EXERCISE INPUTS:
----

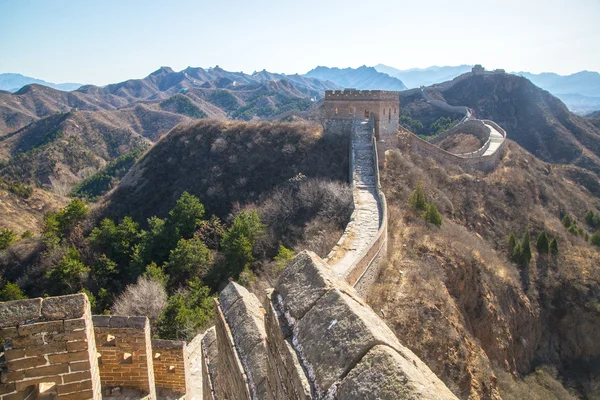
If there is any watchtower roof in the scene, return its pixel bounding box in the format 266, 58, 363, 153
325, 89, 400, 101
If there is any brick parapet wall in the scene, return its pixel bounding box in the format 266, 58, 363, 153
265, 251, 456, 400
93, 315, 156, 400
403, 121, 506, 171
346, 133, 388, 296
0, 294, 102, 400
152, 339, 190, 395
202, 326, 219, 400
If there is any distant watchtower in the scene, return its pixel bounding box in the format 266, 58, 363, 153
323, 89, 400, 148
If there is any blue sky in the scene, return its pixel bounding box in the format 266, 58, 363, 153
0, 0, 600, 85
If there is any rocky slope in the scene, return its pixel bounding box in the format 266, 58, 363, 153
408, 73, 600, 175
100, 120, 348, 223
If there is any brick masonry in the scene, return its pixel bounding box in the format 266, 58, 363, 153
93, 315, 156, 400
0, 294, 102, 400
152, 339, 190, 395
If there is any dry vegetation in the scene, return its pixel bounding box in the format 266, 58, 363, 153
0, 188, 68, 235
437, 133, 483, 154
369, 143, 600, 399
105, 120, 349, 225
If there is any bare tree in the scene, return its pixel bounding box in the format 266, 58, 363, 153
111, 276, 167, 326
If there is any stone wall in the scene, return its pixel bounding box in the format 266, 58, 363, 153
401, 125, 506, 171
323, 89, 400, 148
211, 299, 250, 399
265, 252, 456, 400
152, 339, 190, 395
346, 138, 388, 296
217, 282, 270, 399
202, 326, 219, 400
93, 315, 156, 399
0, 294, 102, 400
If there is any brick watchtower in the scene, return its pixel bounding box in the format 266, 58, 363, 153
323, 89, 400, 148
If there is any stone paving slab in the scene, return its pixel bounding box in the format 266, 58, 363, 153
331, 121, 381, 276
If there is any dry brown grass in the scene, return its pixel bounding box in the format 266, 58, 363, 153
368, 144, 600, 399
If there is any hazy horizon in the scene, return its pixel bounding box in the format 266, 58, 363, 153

----

Shift every bounding box coordinate in the answers up by 4, and rewrite only the part of the listing from the line with "If there is any stone wall" to the line with "331, 121, 381, 276", with the requests included. Leave the sample numbers inside the requests unchanged.

If there is any stone wall in the scene, return its pixel bounding box in the format 266, 58, 363, 153
405, 129, 510, 175
327, 93, 404, 152
215, 303, 254, 403
269, 256, 460, 404
156, 343, 194, 399
350, 142, 392, 300
221, 286, 274, 403
206, 330, 223, 404
97, 319, 160, 403
4, 298, 106, 404
If there is any brick watchtower in the scene, return its pixel bounding box in the format 266, 58, 363, 153
327, 93, 404, 152
If there is any stone paving slab in the scene, return its pixel bounding box in the format 266, 58, 363, 153
335, 125, 385, 280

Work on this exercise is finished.